INPUT DATA:
■ ■ ■ ■ ■

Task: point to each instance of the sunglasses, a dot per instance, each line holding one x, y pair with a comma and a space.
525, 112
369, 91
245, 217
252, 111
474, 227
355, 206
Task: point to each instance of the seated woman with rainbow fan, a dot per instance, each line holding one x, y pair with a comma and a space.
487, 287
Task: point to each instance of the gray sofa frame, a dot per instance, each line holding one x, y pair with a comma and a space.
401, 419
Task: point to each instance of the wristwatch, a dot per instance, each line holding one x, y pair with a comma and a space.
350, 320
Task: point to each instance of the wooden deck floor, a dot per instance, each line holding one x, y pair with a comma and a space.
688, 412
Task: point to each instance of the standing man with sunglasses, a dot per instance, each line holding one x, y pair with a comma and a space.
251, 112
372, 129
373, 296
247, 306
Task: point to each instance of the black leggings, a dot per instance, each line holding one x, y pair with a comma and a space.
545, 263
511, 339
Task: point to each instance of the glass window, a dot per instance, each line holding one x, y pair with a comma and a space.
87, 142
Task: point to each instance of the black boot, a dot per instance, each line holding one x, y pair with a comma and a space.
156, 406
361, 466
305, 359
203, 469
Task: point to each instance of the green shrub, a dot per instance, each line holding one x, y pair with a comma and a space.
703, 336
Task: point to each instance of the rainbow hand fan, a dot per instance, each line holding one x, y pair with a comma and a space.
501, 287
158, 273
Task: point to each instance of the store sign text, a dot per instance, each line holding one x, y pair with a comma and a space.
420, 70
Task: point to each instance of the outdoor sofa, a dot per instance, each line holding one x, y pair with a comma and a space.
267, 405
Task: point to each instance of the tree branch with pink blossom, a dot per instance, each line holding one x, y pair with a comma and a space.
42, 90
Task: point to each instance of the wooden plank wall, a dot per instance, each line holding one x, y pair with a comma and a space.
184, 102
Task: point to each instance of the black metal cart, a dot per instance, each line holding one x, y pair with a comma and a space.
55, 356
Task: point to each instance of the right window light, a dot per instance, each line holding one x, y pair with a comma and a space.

■ ■ ■ ■ ■

EXERCISE DESCRIPTION:
Copy exactly the lines running from the one that contains "Task: point to each instance of the outdoor" to the end of the material, both ends included.

ANSWER SPACE:
Task: point to each instance of the outdoor sofa, a dot per instance, each line holding one x, y pair with a comma and a space.
267, 405
Task: point to each instance of the tree branch with pink blossom, a dot per instance, each line holding one x, y pair with a comma and a space.
42, 90
Task: point to each instance of the wooden plank wall, a dot per instance, each line holding one x, y pair with a comma and a space.
184, 102
Task: point to each instance of the black metal cart, a dot per instance, each line holding one x, y pair with a comma and a space.
55, 356
Task: point to each instance of the right window light, a dot per instance, each line holding one x, y pair with a comma and a space.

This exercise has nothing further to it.